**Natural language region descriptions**
Content starts

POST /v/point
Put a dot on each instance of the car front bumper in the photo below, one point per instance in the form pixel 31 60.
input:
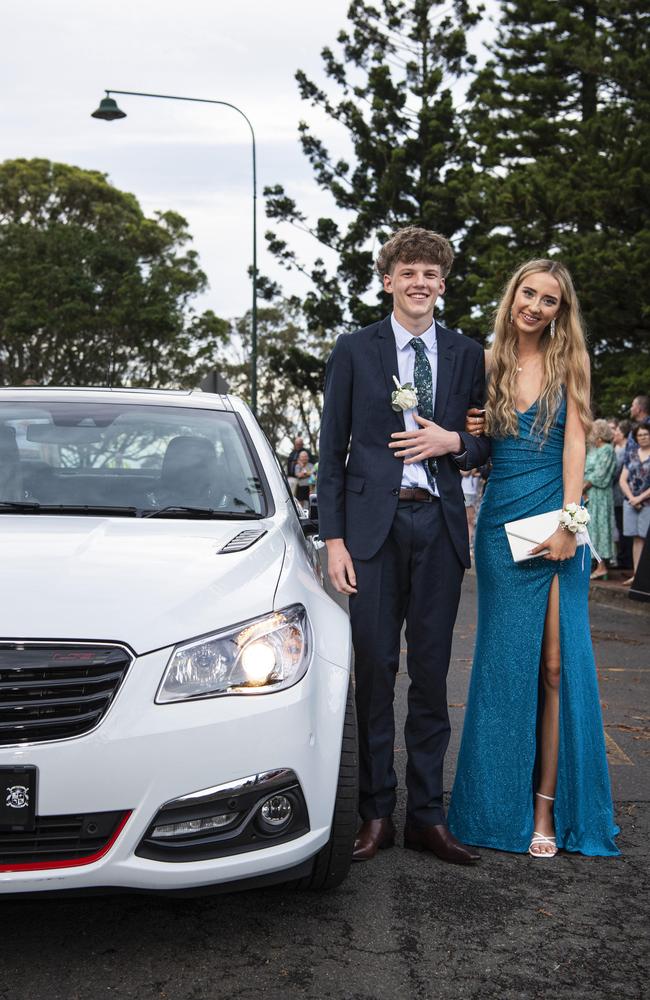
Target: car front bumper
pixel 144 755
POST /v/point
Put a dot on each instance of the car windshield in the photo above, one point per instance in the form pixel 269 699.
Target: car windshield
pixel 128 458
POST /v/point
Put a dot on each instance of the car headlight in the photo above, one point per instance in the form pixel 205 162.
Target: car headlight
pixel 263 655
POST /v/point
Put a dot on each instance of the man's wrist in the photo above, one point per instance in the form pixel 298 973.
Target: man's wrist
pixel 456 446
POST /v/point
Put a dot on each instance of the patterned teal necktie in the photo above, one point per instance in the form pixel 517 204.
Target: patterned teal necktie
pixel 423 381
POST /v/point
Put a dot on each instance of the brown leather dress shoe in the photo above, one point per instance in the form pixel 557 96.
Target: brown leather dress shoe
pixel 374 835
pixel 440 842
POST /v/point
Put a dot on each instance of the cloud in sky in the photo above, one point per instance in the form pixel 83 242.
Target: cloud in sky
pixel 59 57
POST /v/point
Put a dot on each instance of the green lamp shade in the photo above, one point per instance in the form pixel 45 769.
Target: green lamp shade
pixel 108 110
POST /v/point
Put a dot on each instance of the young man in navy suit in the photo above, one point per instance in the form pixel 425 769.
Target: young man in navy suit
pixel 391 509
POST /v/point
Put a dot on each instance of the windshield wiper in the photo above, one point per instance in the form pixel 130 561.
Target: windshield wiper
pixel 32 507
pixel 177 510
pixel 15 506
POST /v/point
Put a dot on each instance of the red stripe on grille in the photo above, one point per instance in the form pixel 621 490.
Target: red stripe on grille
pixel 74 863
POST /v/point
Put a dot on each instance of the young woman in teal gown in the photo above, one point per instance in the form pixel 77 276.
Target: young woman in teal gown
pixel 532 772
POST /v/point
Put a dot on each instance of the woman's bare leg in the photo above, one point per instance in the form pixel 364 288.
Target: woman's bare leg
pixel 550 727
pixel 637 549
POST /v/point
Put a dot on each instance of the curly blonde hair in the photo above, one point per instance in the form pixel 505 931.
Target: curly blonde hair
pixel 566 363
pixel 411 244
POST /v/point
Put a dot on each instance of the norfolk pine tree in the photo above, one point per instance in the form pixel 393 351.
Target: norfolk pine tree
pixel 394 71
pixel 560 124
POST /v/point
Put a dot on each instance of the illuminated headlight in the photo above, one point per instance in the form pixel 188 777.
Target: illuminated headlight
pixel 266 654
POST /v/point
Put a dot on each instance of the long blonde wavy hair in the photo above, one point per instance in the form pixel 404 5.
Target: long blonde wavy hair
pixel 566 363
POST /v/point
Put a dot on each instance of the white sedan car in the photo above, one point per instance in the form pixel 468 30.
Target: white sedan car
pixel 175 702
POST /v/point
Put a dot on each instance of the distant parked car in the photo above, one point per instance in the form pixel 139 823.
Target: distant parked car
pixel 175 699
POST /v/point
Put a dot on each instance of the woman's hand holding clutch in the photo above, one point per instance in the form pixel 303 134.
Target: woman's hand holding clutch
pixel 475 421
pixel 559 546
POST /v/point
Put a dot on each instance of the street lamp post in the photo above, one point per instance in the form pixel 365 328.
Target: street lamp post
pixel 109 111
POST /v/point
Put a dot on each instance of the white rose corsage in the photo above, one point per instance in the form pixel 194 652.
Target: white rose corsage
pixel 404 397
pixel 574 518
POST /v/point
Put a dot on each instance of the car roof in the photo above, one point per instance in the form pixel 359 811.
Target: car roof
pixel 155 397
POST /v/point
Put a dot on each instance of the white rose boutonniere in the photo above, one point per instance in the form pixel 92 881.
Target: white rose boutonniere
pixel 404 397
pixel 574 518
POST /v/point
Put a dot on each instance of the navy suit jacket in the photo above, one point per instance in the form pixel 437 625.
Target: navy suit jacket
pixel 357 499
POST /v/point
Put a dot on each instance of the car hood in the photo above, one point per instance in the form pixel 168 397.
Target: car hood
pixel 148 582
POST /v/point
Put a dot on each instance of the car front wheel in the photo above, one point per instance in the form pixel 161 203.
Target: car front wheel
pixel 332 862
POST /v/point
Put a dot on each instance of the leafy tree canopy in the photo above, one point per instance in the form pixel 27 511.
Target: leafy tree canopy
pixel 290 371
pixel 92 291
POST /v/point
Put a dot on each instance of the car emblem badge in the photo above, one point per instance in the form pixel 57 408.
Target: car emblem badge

Content ends

**The problem**
Lines with the string "emblem" in the data above: say how many there are, giving the number alone.

**Answer box**
2